▶ **Exercise description**: The number of lines below holding the string "frame" is the only answer wanted.

....

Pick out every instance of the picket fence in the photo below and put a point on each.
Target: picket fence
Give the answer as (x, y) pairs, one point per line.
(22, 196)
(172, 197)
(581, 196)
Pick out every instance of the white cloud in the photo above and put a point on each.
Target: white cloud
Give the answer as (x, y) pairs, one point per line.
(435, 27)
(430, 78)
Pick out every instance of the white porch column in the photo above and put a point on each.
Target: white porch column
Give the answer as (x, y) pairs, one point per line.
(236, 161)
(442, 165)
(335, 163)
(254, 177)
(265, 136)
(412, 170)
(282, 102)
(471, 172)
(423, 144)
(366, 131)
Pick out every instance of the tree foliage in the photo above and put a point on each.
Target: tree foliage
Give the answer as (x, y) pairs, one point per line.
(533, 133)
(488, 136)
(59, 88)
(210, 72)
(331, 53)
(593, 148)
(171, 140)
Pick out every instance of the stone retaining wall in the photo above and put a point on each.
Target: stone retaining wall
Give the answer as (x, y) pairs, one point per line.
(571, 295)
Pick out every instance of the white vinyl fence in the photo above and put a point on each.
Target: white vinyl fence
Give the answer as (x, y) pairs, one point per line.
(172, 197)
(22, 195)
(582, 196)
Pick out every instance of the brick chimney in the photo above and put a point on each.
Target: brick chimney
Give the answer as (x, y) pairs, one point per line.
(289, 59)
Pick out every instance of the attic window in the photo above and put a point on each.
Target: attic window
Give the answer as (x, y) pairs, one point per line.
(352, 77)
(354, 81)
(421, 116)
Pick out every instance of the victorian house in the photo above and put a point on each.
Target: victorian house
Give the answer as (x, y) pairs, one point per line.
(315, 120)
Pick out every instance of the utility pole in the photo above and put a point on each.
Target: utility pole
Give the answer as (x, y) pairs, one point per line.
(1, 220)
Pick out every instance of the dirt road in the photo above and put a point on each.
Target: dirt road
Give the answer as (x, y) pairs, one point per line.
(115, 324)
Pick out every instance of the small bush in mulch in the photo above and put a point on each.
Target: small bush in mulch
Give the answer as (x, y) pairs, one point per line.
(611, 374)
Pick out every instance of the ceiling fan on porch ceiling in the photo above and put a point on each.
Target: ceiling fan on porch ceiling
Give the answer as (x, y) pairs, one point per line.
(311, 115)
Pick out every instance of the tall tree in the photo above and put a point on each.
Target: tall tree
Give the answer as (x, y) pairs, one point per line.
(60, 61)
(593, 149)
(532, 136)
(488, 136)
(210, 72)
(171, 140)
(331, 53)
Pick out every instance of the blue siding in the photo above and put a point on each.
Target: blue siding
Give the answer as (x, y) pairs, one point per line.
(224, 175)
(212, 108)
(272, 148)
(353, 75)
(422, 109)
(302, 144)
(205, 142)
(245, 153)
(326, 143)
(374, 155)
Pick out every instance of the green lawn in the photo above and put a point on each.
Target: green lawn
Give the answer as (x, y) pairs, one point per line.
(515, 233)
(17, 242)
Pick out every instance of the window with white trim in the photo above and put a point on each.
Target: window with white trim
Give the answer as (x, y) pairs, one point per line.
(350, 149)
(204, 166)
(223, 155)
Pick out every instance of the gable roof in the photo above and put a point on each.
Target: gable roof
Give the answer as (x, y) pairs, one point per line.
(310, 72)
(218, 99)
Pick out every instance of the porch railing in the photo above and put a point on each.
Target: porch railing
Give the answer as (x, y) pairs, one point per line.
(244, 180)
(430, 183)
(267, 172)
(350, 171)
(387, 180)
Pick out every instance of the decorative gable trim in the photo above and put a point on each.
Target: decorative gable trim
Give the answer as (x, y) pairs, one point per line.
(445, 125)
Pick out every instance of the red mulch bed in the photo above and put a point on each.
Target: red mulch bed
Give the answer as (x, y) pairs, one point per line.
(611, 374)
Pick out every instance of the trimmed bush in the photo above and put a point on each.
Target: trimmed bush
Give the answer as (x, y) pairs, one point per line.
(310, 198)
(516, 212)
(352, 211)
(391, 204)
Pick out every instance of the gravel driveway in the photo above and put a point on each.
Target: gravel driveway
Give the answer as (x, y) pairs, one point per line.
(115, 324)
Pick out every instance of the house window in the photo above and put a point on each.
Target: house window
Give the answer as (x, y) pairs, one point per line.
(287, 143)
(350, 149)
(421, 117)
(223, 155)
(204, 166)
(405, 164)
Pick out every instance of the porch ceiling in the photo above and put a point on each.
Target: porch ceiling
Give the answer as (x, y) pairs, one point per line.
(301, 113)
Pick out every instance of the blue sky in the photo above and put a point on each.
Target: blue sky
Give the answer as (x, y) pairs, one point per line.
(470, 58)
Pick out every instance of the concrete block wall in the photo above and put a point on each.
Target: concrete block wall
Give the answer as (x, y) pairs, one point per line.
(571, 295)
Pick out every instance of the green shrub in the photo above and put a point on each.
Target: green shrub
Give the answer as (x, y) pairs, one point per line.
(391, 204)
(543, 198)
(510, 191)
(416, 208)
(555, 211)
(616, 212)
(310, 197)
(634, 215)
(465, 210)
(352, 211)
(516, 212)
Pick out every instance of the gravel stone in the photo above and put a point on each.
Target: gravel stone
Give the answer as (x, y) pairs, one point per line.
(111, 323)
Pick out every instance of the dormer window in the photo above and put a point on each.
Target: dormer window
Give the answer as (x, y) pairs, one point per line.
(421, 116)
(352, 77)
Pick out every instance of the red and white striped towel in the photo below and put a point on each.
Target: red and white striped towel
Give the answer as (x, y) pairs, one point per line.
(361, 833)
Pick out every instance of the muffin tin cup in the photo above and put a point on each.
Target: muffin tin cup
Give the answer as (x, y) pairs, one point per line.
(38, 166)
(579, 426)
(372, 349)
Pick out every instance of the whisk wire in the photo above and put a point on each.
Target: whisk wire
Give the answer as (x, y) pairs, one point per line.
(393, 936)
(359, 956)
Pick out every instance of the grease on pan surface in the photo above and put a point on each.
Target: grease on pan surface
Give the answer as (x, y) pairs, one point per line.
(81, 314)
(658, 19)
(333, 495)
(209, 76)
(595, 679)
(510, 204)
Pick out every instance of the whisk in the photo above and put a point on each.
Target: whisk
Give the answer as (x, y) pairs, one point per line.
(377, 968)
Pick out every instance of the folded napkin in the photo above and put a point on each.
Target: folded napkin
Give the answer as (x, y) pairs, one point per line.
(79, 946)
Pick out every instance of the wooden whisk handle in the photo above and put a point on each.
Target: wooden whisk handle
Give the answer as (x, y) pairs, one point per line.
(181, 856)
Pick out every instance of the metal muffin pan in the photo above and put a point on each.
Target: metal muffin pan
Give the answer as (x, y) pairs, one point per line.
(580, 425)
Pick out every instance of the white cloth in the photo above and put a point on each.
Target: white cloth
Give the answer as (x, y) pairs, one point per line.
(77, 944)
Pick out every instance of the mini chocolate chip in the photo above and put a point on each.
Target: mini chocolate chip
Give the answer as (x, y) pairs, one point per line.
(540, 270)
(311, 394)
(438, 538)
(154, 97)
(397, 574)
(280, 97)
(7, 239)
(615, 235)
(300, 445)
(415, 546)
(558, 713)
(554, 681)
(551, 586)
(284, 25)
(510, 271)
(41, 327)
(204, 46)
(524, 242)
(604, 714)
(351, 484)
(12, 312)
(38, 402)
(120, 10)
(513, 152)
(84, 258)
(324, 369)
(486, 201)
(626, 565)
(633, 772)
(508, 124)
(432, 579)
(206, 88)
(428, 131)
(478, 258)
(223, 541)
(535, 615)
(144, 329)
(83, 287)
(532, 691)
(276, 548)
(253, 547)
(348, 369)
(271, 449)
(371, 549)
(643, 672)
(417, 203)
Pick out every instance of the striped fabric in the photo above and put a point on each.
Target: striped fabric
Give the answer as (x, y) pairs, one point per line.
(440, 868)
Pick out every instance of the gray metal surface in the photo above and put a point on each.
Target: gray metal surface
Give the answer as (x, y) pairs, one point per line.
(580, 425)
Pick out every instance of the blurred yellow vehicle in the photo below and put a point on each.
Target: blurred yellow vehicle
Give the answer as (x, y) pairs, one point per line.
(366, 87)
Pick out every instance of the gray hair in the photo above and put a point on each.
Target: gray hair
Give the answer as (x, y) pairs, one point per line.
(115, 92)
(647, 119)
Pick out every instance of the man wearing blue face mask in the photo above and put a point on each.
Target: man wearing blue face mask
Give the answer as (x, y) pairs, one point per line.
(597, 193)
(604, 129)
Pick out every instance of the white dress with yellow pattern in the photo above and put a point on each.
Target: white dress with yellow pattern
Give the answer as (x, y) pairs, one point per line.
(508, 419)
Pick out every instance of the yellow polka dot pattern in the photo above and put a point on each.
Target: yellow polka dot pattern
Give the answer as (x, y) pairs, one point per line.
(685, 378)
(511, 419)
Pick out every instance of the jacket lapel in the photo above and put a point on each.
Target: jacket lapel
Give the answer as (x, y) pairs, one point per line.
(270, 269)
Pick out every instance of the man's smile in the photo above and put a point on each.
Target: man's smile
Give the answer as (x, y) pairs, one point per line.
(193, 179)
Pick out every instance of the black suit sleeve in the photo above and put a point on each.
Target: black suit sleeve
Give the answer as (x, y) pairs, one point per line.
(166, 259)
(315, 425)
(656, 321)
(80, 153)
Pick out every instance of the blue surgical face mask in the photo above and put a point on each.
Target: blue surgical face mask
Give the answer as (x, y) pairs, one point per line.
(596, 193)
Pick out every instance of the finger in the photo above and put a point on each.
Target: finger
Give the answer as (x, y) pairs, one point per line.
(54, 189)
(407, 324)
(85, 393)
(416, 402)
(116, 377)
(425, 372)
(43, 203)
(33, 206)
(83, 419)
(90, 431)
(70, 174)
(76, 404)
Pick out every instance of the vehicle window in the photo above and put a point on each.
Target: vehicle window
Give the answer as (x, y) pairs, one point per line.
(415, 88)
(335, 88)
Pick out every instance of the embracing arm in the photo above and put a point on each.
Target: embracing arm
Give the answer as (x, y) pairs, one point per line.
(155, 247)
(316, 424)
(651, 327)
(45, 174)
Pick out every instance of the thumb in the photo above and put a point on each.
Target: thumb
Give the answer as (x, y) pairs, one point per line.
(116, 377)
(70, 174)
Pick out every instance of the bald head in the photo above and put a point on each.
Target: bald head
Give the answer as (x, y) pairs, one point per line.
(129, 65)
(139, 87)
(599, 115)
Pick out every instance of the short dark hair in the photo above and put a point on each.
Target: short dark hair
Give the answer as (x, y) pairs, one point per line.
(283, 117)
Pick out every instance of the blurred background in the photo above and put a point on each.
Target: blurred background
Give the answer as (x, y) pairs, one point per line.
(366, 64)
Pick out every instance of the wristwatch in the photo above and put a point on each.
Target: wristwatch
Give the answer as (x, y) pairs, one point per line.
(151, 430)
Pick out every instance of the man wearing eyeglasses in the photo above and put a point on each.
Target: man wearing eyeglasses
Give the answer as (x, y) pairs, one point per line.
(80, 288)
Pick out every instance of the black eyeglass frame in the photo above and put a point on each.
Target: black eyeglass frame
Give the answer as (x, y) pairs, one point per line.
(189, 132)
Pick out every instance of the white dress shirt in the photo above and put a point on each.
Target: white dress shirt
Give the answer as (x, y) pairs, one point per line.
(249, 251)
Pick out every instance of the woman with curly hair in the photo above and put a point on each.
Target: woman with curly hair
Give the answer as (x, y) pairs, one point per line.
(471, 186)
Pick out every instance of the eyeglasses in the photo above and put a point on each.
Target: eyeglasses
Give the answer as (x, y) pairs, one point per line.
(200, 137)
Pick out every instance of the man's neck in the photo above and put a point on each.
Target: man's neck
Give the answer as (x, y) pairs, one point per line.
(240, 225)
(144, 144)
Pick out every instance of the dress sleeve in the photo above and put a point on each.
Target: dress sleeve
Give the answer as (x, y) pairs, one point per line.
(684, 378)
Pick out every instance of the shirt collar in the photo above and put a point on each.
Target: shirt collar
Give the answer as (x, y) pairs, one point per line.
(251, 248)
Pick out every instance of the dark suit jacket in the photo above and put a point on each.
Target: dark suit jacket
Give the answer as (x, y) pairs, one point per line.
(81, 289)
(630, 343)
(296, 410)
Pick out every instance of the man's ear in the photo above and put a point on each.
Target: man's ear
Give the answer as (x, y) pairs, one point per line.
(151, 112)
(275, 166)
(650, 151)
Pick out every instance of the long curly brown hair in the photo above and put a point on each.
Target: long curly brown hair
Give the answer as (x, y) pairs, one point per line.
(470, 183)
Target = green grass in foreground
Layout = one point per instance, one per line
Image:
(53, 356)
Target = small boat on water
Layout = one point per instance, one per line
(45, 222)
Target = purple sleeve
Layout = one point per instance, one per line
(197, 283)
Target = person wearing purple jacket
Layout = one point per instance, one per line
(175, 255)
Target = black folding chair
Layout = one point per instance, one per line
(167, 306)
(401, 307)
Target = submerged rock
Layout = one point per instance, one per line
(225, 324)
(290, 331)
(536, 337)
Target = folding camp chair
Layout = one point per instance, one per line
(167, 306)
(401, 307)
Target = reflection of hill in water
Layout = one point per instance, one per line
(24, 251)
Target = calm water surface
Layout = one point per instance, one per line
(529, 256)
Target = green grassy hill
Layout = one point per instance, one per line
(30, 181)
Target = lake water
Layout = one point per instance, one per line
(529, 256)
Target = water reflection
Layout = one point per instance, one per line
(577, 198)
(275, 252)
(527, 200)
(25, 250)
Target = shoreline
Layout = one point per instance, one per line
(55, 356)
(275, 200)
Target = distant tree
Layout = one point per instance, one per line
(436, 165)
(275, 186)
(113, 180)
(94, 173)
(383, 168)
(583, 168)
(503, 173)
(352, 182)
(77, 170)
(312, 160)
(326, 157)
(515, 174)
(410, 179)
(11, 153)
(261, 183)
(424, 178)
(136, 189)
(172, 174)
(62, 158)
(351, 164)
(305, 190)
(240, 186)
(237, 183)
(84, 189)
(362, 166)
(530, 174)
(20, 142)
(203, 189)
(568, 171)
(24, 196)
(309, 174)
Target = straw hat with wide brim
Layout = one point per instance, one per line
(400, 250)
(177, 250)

....

▶ **Exercise response**: 2